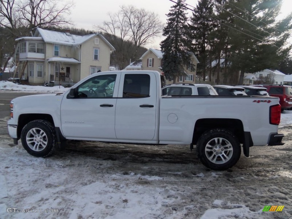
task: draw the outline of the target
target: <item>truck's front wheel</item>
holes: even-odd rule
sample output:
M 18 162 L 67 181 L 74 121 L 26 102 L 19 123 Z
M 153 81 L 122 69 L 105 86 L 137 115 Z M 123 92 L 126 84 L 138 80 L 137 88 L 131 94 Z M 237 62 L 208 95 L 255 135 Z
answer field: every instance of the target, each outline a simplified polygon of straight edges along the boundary
M 44 120 L 32 121 L 21 132 L 21 143 L 29 154 L 44 157 L 50 155 L 55 148 L 56 138 L 54 126 Z
M 197 147 L 201 162 L 214 170 L 225 170 L 232 167 L 238 161 L 241 153 L 237 138 L 225 129 L 213 129 L 205 133 L 198 140 Z

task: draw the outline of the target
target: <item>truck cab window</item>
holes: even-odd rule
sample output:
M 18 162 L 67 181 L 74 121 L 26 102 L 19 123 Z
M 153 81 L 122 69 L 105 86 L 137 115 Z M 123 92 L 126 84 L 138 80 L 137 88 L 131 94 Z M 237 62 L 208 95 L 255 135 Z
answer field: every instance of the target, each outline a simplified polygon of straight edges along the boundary
M 145 74 L 125 75 L 123 97 L 143 98 L 149 96 L 150 76 Z
M 112 97 L 116 74 L 98 75 L 84 82 L 78 87 L 77 97 L 80 98 Z

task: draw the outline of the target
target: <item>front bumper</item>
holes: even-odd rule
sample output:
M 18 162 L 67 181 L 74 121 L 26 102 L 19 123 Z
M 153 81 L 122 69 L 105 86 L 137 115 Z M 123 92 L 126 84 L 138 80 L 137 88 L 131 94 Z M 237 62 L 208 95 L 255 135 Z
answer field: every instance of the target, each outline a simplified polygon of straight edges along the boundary
M 274 146 L 276 145 L 283 145 L 285 143 L 282 143 L 282 139 L 284 137 L 284 134 L 276 133 L 272 134 L 270 135 L 268 145 Z
M 15 125 L 8 125 L 8 132 L 9 135 L 13 139 L 13 142 L 17 144 L 17 126 Z

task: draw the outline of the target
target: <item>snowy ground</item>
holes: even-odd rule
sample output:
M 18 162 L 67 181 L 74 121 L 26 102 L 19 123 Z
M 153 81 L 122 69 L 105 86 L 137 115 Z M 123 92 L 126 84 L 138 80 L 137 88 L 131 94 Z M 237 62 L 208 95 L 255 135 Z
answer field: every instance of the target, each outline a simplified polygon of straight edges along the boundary
M 285 145 L 253 147 L 222 171 L 205 168 L 188 145 L 72 141 L 42 158 L 4 135 L 0 218 L 291 218 L 292 126 L 280 131 Z M 263 212 L 266 205 L 285 207 Z
M 292 111 L 284 113 L 285 144 L 252 147 L 226 171 L 205 168 L 189 145 L 70 141 L 42 158 L 0 135 L 0 218 L 291 218 Z
M 0 81 L 0 91 L 1 92 L 15 92 L 26 93 L 63 93 L 67 90 L 62 86 L 45 87 L 17 84 L 11 81 Z

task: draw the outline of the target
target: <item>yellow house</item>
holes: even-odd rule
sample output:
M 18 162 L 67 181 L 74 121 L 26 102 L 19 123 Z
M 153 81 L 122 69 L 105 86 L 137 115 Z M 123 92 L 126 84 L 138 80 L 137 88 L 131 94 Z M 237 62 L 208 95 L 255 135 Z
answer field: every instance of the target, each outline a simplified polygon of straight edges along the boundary
M 160 50 L 150 48 L 140 58 L 142 60 L 141 70 L 152 70 L 162 72 L 163 55 L 163 53 Z M 193 54 L 192 55 L 191 60 L 192 64 L 195 66 L 194 71 L 191 71 L 189 69 L 187 68 L 186 72 L 186 74 L 178 77 L 175 80 L 176 83 L 193 83 L 195 81 L 197 64 L 199 62 L 196 56 Z M 171 81 L 168 81 L 168 84 L 171 83 L 172 82 Z
M 110 70 L 113 47 L 100 34 L 81 36 L 37 28 L 33 36 L 16 39 L 13 77 L 33 84 L 75 83 Z

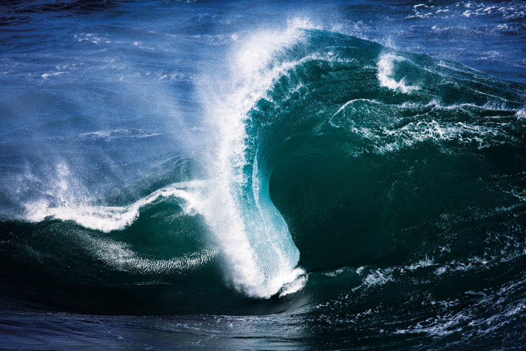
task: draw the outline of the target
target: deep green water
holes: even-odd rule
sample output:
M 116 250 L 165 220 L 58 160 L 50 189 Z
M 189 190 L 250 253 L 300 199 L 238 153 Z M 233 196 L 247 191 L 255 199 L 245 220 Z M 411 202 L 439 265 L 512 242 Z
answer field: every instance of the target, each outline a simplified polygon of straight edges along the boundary
M 4 305 L 246 315 L 269 330 L 292 318 L 299 348 L 491 349 L 503 333 L 517 345 L 526 87 L 293 32 L 211 108 L 226 117 L 210 122 L 209 158 L 183 159 L 133 200 L 48 194 L 0 223 Z

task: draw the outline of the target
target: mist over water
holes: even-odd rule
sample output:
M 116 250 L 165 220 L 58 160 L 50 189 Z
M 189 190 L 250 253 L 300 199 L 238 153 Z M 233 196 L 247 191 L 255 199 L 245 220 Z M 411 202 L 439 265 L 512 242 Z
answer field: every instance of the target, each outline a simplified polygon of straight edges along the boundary
M 0 5 L 0 348 L 522 347 L 525 11 Z

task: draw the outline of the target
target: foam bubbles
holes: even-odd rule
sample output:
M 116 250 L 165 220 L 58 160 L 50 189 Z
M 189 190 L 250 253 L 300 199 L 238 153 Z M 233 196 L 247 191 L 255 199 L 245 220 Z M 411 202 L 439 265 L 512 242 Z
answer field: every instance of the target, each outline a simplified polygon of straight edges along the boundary
M 391 90 L 399 91 L 405 94 L 420 88 L 417 85 L 406 85 L 405 79 L 403 78 L 397 82 L 391 77 L 394 63 L 404 61 L 406 61 L 405 58 L 392 54 L 382 55 L 380 56 L 377 64 L 378 73 L 377 77 L 381 86 L 389 88 Z

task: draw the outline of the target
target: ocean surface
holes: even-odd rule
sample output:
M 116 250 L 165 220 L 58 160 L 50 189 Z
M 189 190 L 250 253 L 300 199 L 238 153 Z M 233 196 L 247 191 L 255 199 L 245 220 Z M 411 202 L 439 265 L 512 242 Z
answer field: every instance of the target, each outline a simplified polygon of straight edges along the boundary
M 0 350 L 526 348 L 526 3 L 4 0 Z

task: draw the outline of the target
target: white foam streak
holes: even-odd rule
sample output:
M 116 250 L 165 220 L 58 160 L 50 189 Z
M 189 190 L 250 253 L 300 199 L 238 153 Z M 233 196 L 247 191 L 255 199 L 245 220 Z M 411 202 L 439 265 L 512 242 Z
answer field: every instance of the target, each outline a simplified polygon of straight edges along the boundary
M 397 61 L 405 61 L 406 59 L 404 57 L 392 54 L 380 56 L 377 64 L 378 73 L 377 74 L 380 86 L 389 88 L 391 90 L 398 90 L 406 94 L 420 88 L 417 85 L 406 85 L 405 79 L 403 78 L 398 82 L 391 78 L 394 63 Z
M 202 187 L 207 183 L 203 180 L 174 183 L 126 206 L 90 205 L 89 203 L 76 199 L 74 194 L 68 195 L 67 184 L 64 180 L 61 184 L 64 192 L 55 194 L 58 199 L 55 203 L 47 199 L 26 203 L 25 219 L 38 222 L 46 218 L 53 218 L 73 220 L 86 228 L 105 232 L 121 230 L 135 220 L 141 207 L 161 197 L 175 197 L 184 200 L 182 203 L 185 212 L 192 213 L 199 207 L 198 203 L 200 199 L 195 194 L 185 189 Z
M 297 64 L 278 62 L 276 55 L 301 40 L 302 29 L 312 27 L 306 21 L 295 20 L 285 31 L 252 36 L 234 56 L 232 81 L 221 82 L 222 91 L 213 101 L 209 92 L 205 94 L 211 126 L 217 130 L 217 147 L 210 163 L 210 176 L 217 186 L 204 213 L 227 258 L 235 286 L 251 296 L 287 295 L 300 289 L 306 280 L 303 270 L 296 267 L 299 252 L 270 202 L 268 184 L 260 178 L 257 160 L 251 164 L 247 159 L 246 129 L 250 109 Z M 249 165 L 251 175 L 245 173 Z

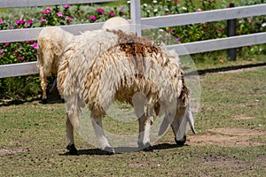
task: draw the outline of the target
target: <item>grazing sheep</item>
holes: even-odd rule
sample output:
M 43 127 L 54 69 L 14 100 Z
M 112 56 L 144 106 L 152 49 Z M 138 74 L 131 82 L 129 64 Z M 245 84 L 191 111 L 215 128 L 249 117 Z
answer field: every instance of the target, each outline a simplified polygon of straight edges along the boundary
M 60 63 L 59 56 L 63 53 L 65 47 L 70 42 L 72 38 L 72 34 L 59 27 L 47 27 L 41 31 L 38 36 L 37 67 L 41 78 L 43 103 L 47 102 L 47 77 L 51 73 L 58 73 L 58 67 Z
M 184 144 L 187 122 L 195 131 L 189 89 L 184 86 L 183 71 L 174 61 L 176 57 L 163 46 L 121 30 L 85 32 L 75 36 L 62 55 L 58 73 L 59 91 L 66 104 L 69 153 L 77 153 L 73 127 L 79 128 L 78 115 L 85 105 L 91 112 L 101 149 L 114 153 L 102 127 L 105 110 L 114 100 L 133 105 L 138 118 L 140 148 L 148 150 L 152 147 L 149 131 L 153 111 L 165 118 L 159 135 L 170 124 L 176 143 Z M 144 103 L 139 102 L 142 96 L 146 97 Z

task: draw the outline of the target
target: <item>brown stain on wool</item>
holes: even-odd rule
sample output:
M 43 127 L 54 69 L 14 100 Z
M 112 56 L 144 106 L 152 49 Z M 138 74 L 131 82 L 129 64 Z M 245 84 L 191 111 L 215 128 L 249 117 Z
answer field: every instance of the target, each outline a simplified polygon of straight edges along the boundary
M 145 71 L 145 58 L 147 54 L 161 52 L 160 48 L 153 44 L 145 37 L 126 34 L 121 30 L 108 30 L 118 36 L 118 42 L 121 51 L 124 51 L 129 61 L 134 64 L 136 76 L 142 78 Z

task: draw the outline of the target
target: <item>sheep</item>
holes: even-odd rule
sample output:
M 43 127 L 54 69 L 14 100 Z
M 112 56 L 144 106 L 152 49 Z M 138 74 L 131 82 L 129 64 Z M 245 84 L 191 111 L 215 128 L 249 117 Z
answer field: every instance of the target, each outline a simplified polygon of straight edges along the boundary
M 77 154 L 73 128 L 79 128 L 79 112 L 88 105 L 100 148 L 115 153 L 102 127 L 105 108 L 114 101 L 130 104 L 138 118 L 141 149 L 151 150 L 149 130 L 153 111 L 163 115 L 159 135 L 170 124 L 178 145 L 185 142 L 186 125 L 194 130 L 190 93 L 184 73 L 170 52 L 143 37 L 121 30 L 85 32 L 75 36 L 62 55 L 58 88 L 66 105 L 66 149 Z M 147 101 L 137 104 L 141 93 Z M 135 100 L 135 101 L 134 101 Z M 161 111 L 162 110 L 162 111 Z M 173 113 L 173 111 L 176 113 Z
M 104 23 L 102 29 L 119 28 L 129 32 L 129 23 L 127 19 L 121 17 L 113 17 Z M 47 102 L 47 77 L 51 73 L 57 73 L 60 63 L 59 57 L 63 53 L 65 47 L 71 42 L 73 36 L 72 34 L 59 27 L 47 27 L 41 31 L 38 36 L 37 67 L 40 73 L 42 102 L 43 104 Z M 57 80 L 53 82 L 51 90 L 54 89 L 56 82 Z
M 47 102 L 47 77 L 51 73 L 57 74 L 60 63 L 59 56 L 70 42 L 73 35 L 59 27 L 47 27 L 38 35 L 37 68 L 41 78 L 42 101 Z M 53 84 L 53 87 L 54 88 Z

## Objective
Output everything from the start of the rows down to the line containing "M 112 97 L 116" as a Markdown table with the columns Line and Text. Number each line in Line, put its wording in Text, and omit blank lines and pictures.

## Correct answer
| Line | Text |
|---|---|
| 1 | task: draw the outline of the target |
| 2 | target: <item>truck's front wheel</item> |
| 3 | holes: even-odd rule |
| 4 | sample output: |
| 5 | M 18 162 L 67 181 L 74 121 L 26 102 L 19 123 Z |
| 6 | M 153 81 L 122 69 L 105 86 L 137 115 Z M 123 92 L 126 84 L 138 80 L 137 88 L 131 94 Z M 237 62 L 208 95 L 255 135 Z |
| 7 | answer field: every instance of the target, each outline a simplified polygon of straight edges along the boundary |
| 8 | M 44 120 L 32 121 L 21 132 L 21 143 L 29 154 L 44 157 L 50 155 L 55 148 L 56 138 L 54 126 Z |
| 9 | M 197 147 L 201 162 L 214 170 L 225 170 L 232 167 L 238 161 L 241 153 L 237 138 L 225 129 L 213 129 L 205 133 L 198 140 Z |
| 10 | task: draw the outline of the target |
| 11 | target: <item>truck cab window</item> |
| 12 | holes: even-odd rule |
| 13 | sample output: |
| 14 | M 18 162 L 67 181 L 74 121 L 26 102 L 19 123 Z |
| 15 | M 153 81 L 122 69 L 105 86 L 137 115 Z M 123 92 L 126 84 L 138 80 L 137 88 L 131 94 Z M 237 62 L 208 95 L 255 135 Z |
| 16 | answer field: every instance of the target, each outline a simplified polygon of straight edges along the boundary |
| 17 | M 145 74 L 125 75 L 123 97 L 143 98 L 149 96 L 150 76 Z |
| 18 | M 112 97 L 116 74 L 98 75 L 84 82 L 78 87 L 77 97 L 80 98 Z |